Work required →
Using the listing below, report each line holding the string "exact".

Entries provided →

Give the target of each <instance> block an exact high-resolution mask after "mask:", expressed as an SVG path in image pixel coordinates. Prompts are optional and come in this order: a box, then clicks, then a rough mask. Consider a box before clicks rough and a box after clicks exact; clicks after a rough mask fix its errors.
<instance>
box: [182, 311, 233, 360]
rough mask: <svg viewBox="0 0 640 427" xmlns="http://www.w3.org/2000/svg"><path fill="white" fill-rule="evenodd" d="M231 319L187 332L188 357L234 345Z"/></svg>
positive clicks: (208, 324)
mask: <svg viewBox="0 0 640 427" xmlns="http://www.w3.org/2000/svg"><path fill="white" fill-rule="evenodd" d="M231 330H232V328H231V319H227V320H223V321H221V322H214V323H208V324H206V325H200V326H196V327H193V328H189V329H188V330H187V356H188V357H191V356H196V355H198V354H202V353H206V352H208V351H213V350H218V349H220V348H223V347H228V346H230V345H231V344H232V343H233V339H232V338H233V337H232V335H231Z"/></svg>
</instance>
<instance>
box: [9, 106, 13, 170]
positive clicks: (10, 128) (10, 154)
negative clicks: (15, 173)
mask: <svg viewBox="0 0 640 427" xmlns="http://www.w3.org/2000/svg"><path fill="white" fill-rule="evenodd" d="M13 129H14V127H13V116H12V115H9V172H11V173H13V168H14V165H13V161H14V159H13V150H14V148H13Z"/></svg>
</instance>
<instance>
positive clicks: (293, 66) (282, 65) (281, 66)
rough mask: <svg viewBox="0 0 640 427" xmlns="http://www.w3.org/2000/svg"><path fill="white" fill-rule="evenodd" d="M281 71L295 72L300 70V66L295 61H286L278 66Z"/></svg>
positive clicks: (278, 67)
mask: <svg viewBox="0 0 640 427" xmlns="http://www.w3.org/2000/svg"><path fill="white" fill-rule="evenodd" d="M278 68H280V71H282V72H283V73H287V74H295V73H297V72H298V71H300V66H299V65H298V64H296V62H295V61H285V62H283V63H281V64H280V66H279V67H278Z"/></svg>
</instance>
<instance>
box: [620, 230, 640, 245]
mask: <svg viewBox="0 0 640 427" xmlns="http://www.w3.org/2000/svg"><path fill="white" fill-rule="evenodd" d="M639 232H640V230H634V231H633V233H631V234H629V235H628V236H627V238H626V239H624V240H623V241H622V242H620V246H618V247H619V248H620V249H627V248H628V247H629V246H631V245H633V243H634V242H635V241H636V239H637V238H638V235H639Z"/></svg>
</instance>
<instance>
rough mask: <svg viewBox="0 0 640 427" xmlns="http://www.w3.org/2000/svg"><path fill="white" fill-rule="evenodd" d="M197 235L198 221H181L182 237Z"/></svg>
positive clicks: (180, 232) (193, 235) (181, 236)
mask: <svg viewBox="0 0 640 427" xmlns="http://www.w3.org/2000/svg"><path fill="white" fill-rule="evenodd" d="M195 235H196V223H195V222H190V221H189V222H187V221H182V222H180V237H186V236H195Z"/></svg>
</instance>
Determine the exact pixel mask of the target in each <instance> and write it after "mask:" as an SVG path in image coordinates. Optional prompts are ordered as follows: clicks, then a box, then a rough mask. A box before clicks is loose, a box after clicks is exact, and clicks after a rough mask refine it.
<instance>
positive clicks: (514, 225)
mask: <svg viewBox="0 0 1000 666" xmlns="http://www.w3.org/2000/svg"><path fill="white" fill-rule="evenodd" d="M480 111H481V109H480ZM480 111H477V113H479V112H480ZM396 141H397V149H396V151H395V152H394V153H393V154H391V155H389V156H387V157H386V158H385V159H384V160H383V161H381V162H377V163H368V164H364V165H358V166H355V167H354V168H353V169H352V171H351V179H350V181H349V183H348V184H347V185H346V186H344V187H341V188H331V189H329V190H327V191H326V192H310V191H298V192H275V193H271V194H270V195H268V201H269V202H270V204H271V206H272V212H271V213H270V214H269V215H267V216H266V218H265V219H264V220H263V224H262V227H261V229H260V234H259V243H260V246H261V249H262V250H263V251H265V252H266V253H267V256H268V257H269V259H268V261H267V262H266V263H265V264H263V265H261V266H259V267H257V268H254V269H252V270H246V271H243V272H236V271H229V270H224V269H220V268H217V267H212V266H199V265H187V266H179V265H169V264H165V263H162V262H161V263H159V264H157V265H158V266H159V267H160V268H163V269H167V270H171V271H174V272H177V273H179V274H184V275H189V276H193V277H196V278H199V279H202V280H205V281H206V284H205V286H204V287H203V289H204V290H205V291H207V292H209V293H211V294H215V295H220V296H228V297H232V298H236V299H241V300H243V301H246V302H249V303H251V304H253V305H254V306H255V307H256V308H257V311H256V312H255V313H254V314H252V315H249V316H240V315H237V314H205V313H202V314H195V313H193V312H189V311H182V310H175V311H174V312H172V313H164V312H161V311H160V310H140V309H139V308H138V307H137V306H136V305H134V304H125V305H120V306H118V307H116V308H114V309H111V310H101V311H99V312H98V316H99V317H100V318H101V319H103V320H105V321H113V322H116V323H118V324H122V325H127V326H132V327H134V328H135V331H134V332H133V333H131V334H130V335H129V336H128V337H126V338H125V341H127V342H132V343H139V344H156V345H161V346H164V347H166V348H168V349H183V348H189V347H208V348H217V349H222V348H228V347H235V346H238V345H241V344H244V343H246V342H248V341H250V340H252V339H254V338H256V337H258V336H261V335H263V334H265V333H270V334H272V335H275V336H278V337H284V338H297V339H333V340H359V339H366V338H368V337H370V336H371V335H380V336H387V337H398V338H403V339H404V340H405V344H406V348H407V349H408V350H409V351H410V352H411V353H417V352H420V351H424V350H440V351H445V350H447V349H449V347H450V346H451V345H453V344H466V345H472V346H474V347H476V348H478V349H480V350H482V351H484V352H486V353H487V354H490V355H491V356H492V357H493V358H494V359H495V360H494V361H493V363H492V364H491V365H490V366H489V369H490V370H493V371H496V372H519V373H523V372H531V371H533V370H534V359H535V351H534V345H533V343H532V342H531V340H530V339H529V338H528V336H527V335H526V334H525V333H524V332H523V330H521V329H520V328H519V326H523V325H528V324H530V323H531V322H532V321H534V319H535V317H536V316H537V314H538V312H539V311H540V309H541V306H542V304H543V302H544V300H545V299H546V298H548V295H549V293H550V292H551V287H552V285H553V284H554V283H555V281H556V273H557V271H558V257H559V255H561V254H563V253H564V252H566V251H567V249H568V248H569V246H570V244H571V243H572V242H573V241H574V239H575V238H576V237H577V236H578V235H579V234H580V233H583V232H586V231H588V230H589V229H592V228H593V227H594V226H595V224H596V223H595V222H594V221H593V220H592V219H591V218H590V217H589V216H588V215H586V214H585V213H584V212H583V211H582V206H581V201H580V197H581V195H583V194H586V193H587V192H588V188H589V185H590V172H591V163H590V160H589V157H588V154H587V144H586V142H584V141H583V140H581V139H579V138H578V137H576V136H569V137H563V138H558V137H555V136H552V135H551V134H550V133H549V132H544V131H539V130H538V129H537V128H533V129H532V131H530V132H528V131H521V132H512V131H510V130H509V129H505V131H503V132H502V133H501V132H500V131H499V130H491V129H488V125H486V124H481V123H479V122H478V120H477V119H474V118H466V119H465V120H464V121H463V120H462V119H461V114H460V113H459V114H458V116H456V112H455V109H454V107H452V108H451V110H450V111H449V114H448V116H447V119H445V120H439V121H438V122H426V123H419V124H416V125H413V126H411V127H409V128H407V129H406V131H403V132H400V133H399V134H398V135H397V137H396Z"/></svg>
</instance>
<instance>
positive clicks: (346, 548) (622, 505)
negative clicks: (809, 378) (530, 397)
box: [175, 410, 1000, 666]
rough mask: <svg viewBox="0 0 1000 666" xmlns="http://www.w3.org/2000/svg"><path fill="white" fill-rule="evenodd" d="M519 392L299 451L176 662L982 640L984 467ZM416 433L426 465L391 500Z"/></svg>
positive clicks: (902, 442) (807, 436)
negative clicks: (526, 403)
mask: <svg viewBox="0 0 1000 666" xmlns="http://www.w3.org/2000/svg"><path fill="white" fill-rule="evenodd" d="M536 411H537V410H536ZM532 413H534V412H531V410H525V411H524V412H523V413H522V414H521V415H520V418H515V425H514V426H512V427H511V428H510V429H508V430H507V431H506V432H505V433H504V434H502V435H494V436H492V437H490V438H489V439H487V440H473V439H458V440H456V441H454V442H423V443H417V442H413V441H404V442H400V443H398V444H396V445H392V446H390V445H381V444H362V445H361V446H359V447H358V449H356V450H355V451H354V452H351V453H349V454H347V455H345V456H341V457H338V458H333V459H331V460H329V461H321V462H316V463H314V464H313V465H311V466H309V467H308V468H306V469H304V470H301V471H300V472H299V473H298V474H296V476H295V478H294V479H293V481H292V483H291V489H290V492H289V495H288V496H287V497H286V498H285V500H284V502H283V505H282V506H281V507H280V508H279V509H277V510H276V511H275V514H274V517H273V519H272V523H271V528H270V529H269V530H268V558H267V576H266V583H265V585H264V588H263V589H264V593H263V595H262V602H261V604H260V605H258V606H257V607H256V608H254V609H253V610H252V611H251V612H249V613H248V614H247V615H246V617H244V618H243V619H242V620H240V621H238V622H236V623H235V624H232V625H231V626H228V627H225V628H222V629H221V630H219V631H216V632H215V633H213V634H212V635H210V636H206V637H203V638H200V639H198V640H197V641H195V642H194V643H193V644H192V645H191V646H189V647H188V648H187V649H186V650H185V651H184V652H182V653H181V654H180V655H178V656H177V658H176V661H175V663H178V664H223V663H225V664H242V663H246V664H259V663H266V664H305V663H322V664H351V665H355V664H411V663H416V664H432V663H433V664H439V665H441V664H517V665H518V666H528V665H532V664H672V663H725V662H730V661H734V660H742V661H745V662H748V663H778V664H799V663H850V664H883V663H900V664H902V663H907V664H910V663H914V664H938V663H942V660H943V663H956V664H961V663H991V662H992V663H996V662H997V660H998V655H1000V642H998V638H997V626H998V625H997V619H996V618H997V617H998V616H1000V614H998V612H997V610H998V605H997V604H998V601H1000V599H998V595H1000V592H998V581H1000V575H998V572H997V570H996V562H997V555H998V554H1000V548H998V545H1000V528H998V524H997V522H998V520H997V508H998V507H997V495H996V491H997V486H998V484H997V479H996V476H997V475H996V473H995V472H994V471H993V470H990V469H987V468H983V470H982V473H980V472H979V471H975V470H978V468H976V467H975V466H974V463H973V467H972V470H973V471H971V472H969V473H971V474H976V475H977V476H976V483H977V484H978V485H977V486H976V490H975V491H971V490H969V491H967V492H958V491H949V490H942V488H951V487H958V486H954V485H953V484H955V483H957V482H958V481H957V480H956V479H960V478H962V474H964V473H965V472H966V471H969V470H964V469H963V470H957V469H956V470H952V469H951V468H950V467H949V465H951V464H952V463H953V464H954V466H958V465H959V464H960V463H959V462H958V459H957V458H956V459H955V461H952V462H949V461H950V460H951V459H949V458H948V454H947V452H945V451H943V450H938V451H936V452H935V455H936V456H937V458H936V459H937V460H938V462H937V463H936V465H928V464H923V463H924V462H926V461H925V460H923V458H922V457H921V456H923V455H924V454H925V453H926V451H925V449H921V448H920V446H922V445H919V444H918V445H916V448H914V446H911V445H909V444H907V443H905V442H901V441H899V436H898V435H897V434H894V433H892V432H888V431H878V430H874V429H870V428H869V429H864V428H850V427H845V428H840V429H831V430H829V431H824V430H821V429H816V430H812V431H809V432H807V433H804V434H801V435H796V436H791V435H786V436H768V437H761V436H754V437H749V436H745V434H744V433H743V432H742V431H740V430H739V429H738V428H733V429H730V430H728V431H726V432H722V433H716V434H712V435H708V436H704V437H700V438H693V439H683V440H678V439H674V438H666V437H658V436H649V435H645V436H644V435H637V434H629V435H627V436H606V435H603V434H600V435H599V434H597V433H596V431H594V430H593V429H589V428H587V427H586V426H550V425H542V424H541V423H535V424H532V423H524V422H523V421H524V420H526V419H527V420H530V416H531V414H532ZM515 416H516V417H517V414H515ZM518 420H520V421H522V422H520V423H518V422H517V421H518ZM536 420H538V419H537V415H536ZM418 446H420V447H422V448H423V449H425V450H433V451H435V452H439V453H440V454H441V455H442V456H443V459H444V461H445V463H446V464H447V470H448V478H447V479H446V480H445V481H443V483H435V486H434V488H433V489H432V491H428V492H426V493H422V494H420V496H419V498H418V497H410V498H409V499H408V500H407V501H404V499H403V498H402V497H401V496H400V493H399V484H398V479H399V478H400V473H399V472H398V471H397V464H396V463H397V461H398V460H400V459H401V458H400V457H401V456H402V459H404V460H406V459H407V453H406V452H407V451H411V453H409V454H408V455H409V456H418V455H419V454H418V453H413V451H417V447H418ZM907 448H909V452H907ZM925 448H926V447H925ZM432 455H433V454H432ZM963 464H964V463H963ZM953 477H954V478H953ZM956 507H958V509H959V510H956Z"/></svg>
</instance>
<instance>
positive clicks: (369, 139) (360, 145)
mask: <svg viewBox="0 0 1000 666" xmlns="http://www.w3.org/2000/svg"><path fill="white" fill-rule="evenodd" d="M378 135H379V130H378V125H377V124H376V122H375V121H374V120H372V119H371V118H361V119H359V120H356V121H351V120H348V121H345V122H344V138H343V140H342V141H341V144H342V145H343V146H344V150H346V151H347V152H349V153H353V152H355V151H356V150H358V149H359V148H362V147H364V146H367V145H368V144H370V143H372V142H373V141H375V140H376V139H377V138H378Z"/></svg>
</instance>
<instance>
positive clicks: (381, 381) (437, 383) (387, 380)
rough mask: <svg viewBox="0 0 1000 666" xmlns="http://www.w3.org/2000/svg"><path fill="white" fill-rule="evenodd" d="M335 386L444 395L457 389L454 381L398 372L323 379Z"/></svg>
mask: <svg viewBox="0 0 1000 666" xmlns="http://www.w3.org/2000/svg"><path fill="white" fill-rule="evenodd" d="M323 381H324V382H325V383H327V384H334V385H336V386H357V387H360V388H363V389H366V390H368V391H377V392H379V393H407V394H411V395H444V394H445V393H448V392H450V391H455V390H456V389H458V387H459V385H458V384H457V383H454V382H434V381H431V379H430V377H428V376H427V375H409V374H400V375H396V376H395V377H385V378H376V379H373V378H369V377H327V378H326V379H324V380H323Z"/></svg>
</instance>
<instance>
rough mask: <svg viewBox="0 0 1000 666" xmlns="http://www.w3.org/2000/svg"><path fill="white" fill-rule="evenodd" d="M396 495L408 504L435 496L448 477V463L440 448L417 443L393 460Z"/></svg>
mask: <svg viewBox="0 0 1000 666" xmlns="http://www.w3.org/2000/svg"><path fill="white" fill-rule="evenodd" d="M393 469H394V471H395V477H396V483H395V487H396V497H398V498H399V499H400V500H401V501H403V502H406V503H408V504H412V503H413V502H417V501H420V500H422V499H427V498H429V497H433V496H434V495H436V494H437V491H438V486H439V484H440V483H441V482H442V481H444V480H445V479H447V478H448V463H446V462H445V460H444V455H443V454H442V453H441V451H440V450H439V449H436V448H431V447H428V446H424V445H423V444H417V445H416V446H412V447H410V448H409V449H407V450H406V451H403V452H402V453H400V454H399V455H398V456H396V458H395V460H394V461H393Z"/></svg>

Solution to this exercise →
Give the target of each <instance> block an exact high-resolution mask after "mask:", expressed as an SVG path in image pixel coordinates. Prompts are optional and come in this order: a box, then clicks, then a rough mask. Consider a box before clicks rough and a box after clicks exact; clicks after a rough mask fix its errors.
Determine the exact pixel mask of the target in each <instance> and write it after "mask:" as an SVG path in image coordinates. Optional prompts are ordered as follows: clicks, then a box, then a rough mask. A box before clicks is loose, a box after clicks is exact, and clicks after a rough mask refine it.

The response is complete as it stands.